◆ Exercise text
=== Begin Enclosure ===
Hepatitis C Virus Core Antigen Testing: What We Can Learn from the Protease Inhibitors

Measuring the hepatitis C virus (HCV) antigen in patients who are receiving protease inhibitors (PI) could provide an alternative to monitoring treatment response, according to a recent study.

Measuring the hepatitis C virus (HCV) antigen in patients who are receiving protease inhibitors (PI) could provide an alternative to monitoring treatment response, according to a recent study. Published in the journal PLOS One, the study was conducted by Linh Thuy Nguyen of the National Virus Reference Laboratory at University College Dublin, in Ireland, and colleagues.

Direct-acting antivirals (DAAs) have made it possible for more patients with HCV to achieve sustained virologic response (SVR). However, DAAs are expensive and often toxic, meaning frequent RNA testing is necessary to making informed treatment decisions. RNA quantification assays, are, in turn also expensive, and may have a less-than-desirable turnaround time. The researchers say there is “potential clinical utility of core antigen (HCVcAG) at early stages” in DAA treatment “to predict treatment response as early as day 3, week 1, or week 2.”

“The present study aims to determine the utility of HCVcAG testing in the era of DAA-based triple therapy,” say the authors.
=== End Enclosure ===
Write the next part of the article on hepatitis C core antigen testing, starting right after its final sentence. The entries that come next are separate material and have no connection to the article on hepatitis C core antigen testing.

Saved data entries
=== Begin Enclosure ===
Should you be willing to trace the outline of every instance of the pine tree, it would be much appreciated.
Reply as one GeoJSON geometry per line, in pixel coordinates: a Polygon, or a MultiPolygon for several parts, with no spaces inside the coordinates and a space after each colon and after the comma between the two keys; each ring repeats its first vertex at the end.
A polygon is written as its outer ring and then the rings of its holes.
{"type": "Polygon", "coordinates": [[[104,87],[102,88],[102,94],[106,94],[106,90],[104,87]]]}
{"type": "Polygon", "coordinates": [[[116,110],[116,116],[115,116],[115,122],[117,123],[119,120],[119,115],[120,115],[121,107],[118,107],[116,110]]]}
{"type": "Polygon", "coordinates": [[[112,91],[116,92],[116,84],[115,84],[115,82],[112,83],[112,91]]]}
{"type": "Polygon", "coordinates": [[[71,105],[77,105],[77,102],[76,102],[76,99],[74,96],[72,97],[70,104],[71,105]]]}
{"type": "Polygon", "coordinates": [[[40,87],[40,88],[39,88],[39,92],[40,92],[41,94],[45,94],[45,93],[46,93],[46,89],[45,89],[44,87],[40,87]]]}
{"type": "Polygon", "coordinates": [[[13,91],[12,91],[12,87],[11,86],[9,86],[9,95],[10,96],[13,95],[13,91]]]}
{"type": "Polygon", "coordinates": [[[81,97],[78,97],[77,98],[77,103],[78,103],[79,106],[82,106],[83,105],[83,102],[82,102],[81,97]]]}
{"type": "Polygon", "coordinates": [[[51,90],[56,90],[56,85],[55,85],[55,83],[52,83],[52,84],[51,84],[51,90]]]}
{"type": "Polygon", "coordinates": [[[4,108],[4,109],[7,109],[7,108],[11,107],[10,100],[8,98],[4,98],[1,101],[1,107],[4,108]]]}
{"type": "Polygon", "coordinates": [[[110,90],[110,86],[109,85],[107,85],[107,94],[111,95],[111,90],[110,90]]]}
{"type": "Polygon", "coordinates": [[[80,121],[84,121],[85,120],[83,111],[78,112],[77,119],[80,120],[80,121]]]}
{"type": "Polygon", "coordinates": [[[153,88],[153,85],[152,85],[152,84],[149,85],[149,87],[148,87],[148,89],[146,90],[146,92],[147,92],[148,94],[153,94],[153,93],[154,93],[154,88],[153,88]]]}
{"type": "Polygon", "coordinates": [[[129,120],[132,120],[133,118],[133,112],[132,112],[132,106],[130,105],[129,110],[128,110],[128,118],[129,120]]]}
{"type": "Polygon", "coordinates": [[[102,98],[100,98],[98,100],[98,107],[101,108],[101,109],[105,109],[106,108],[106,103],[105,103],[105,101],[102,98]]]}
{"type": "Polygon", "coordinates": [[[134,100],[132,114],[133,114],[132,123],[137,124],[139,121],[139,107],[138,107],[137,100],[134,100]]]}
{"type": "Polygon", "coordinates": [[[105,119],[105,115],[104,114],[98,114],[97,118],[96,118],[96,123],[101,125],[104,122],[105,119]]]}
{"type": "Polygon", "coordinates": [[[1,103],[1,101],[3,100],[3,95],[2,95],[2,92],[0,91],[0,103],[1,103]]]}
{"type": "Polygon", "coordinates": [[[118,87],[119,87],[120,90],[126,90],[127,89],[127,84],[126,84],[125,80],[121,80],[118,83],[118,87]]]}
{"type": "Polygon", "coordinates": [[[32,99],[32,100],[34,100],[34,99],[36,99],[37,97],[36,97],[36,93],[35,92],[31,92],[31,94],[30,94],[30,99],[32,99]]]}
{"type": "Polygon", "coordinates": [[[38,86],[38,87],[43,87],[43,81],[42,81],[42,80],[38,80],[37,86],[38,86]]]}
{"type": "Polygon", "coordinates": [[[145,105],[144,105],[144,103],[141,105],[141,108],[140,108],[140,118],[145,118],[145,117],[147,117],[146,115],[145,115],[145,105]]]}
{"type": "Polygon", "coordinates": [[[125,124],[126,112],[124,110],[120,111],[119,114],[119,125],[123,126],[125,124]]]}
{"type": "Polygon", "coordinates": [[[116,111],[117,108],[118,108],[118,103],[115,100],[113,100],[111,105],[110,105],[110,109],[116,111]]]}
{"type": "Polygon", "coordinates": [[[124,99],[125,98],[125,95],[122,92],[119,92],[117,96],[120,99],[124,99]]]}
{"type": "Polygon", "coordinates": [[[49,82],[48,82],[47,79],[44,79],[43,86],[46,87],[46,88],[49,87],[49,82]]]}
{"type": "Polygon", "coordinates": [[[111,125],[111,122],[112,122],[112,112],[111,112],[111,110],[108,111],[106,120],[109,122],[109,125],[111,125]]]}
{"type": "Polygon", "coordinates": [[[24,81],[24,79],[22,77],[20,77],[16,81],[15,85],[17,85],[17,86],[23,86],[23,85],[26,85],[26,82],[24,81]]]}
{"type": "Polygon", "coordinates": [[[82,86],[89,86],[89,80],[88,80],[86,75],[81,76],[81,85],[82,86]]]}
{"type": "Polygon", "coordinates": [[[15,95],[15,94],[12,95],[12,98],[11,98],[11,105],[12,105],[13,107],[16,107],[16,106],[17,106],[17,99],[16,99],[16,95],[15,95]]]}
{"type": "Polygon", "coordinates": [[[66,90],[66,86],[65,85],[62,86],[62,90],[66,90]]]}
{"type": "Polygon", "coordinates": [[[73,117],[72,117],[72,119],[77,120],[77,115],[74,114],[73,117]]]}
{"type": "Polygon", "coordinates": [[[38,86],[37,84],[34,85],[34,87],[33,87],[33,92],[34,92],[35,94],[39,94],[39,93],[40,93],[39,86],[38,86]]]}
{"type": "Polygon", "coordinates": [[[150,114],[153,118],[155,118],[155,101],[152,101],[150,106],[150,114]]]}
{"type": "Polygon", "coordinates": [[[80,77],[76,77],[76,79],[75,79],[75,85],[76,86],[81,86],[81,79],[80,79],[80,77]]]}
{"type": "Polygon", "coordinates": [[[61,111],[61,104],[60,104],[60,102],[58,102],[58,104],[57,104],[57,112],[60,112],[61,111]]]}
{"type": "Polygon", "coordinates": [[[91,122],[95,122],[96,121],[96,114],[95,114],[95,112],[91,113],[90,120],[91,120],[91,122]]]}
=== End Enclosure ===
◆ Expected output
There were a total of 152 participants in this study, all with genotype-1 HCV. Of those, 110 (72.4%) were receiving telaprevir (TVR), and 42 (27.6%) were receiving boceprevir (BOC). The researchers report, “In TVR treatment, the antigen level at week 1 and antigen negativity at week 2 allowed distinction of the groups achieving different outcomes.”

The main finding, according to the researchers is that “the present study provides evidence for high positive predictive values of early quantitative HCVcAG, within two weeks in TVR-based regimen and four weeks in BOC-based regimen, in predicting SVR in chronic HCV genotype 1-infected patients receiving PI treatment.” They acknowledge the limitation of having a small sample size, especially for the BOC-treatment group.

The authors conclude by saying that the results of this research “highlight the potential utility of early viral antigen kinetics in PI treatment and suggest that this could be a suitable replacement for viral load testing particularly in low and middle-income settings,” and suggest that further investigation is necessary.